### Задания
A - Перескажите короче абзац отрывка о Перикле и Самосе, который начинается словами «Финикийский флот так и не появился», или оформите его списком, сохранив главные факты.
B - Извлеките без изменений строки записей от строки, содержащей «Please point out the street», до последней строки записей, обе включительно.

### Отрывок документа
********************

Вскоре он получил подкрепление: сорок кораблей из Афин и двадцать пять с Хиоса и Лесбоса, что позволило ему высадиться на Самосе. Там он разгромил сухопутные силы самосцев, заблокировал гавань частью своего флота и окружил город с суши тройной стеной. Тем временем самосцы отправили Стесагора с пятью кораблями, чтобы ускорить прибытие финикийского флота, и слухи об их приближении вновь стали настолько сильны, что Перикл вынужден был взять шестьдесят кораблей из общего числа ста двадцати пяти и отправиться к побережью Кавна и Карии, чтобы следить за ними. Он оставался там около четырнадцати дней.
Финикийский флот [55] так и не появился, хотя Диодор утверждает, что он действительно был в пути. [стр. 28] Писифн, несомненно, давал обещания, и самосцы ожидали его прибытия, но я склонен полагать, что, хотя сатрап был готов вселять надежды и поощрять восстания среди союзников Афин, он всё же не решился открыто нарушить Каллиев мир, запрещавший персам отправлять флот западнее Хелидонского мыса.

********************

### Данные
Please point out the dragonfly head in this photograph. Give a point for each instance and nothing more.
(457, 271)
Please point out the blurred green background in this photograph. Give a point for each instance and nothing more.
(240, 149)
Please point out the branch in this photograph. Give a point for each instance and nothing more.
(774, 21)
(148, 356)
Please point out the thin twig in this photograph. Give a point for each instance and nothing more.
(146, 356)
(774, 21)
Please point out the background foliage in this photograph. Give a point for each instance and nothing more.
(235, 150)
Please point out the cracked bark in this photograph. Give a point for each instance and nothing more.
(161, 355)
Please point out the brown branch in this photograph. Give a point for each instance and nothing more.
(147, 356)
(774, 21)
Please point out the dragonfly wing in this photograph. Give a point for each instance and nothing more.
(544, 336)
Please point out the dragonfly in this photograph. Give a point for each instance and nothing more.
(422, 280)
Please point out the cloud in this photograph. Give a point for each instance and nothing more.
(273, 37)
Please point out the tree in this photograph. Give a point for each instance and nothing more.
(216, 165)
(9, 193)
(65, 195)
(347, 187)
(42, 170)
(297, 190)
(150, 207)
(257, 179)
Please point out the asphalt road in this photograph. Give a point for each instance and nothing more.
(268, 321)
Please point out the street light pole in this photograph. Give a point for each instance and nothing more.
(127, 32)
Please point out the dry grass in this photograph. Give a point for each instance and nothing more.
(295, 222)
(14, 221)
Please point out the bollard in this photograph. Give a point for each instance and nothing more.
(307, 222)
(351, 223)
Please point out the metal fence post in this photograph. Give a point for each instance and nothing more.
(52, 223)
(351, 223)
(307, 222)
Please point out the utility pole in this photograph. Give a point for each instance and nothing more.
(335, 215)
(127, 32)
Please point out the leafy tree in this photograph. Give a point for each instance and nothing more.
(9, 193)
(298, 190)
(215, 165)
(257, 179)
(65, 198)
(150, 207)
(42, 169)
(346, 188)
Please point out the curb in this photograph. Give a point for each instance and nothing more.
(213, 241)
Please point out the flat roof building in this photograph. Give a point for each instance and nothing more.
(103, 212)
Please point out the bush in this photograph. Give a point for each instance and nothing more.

********************

### Ответы к заданиям
A -
- Финикийский флот так и не появился, хотя, по утверждению Диодора, он действительно был в пути.
- Писифн, несомненно, давал обещания, и самосцы ожидали его прибытия.
- В тексте высказано предположение: сатрап был готов вселять надежды и поощрять восстания среди союзников Афин, но не решился открыто нарушить Каллиев мир.
- Каллиев мир запрещал персам отправлять флот западнее Хелидонского мыса.

B -
Please point out the street light pole in this photograph. Give a point for each instance and nothing more.
(127, 32)
Please point out the dry grass in this photograph. Give a point for each instance and nothing more.
(295, 222)
(14, 221)
Please point out the bollard in this photograph. Give a point for each instance and nothing more.
(307, 222)
(351, 223)
Please point out the metal fence post in this photograph. Give a point for each instance and nothing more.
(52, 223)
(351, 223)
(307, 222)
Please point out the utility pole in this photograph. Give a point for each instance and nothing more.
(335, 215)
(127, 32)
Please point out the leafy tree in this photograph. Give a point for each instance and nothing more.
(9, 193)
(298, 190)
(215, 165)
(257, 179)
(65, 198)
(150, 207)
(42, 169)
(346, 188)
Please point out the curb in this photograph. Give a point for each instance and nothing more.
(213, 241)
Please point out the flat roof building in this photograph. Give a point for each instance and nothing more.
(103, 212)
Please point out the bush in this photograph. Give a point for each instance and nothing more.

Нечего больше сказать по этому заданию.